• **Data**
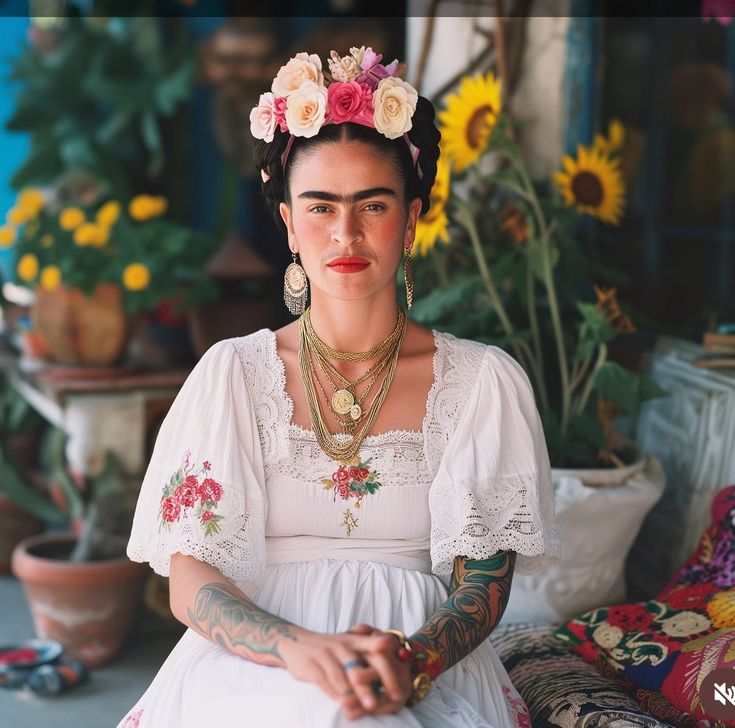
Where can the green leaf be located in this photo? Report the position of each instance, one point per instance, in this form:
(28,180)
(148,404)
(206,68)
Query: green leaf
(624,387)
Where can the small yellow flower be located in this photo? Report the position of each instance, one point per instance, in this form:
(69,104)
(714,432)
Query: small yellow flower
(28,267)
(71,218)
(108,214)
(51,277)
(136,277)
(90,234)
(7,236)
(17,216)
(144,207)
(31,200)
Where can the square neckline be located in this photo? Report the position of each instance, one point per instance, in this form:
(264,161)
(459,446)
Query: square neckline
(377,438)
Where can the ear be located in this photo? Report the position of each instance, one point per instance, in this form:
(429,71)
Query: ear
(414,210)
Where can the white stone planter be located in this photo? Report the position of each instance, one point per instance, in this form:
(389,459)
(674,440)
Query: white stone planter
(599,514)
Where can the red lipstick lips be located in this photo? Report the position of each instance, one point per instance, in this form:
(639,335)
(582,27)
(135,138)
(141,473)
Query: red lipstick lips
(349,264)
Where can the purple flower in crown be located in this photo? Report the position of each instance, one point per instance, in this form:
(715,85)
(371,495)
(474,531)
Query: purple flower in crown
(373,70)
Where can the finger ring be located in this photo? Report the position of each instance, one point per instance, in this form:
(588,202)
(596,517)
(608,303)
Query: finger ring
(377,687)
(354,662)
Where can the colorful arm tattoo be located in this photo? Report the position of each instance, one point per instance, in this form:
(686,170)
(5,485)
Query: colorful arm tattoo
(225,615)
(478,595)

• **Task item**
Give back exactly the lines from the one containing "Query: finger ring" through the end of the material above, and nothing else.

• **Answer area**
Query: finger ring
(377,687)
(354,662)
Where can the colorful arm tattoo be located in this photo? Report the position of each instance, one point per instance, in this form:
(686,170)
(5,485)
Query: colorful arm tattoo
(225,615)
(478,595)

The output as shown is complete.